→ **WHAT YOU WILL DO**: Output verbatim the line with "--format 'a complete" together with every line beneath it, ending at the last line of the entries.

═════ EXTRACTED DATA ═════

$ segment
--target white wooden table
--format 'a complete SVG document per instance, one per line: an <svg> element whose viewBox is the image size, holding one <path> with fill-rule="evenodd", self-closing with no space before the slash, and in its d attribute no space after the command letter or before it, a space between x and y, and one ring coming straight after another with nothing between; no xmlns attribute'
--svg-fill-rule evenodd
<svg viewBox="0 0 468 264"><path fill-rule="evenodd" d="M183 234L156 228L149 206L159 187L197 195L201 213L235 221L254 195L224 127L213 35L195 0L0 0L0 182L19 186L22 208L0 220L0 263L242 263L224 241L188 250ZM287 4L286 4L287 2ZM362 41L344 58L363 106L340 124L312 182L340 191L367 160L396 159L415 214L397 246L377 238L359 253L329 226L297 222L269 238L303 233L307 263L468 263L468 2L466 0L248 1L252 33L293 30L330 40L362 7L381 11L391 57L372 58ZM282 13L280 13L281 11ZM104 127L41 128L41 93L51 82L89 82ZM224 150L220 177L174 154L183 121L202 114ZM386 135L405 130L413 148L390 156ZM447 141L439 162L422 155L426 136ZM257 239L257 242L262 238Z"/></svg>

═════

→ **RESULT OF THE TASK**:
--format 'a complete SVG document per instance, one per line: an <svg> element whose viewBox is the image size, holding one <path> with fill-rule="evenodd", self-closing with no space before the slash, and in its d attribute no space after the command letter or before it, a space between x and y, and one ring coming straight after another with nothing between; no xmlns attribute'
--svg-fill-rule evenodd
<svg viewBox="0 0 468 264"><path fill-rule="evenodd" d="M183 234L156 228L149 206L159 187L197 195L201 213L235 221L254 195L224 127L213 35L195 0L0 0L0 182L19 186L22 208L0 220L0 263L242 263L224 241L188 250ZM287 4L286 4L287 2ZM362 41L344 58L363 106L340 124L312 182L340 191L367 160L396 159L415 214L397 246L377 238L359 253L329 226L297 222L269 238L303 233L307 263L468 263L468 2L466 0L248 1L252 33L293 30L330 40L362 7L381 11L391 57L372 58ZM282 13L280 13L281 11ZM104 127L41 128L41 93L51 82L89 82ZM224 150L220 177L174 154L183 121L202 114ZM386 135L405 130L413 148L390 156ZM447 141L439 162L422 155L426 136ZM257 239L257 242L262 238Z"/></svg>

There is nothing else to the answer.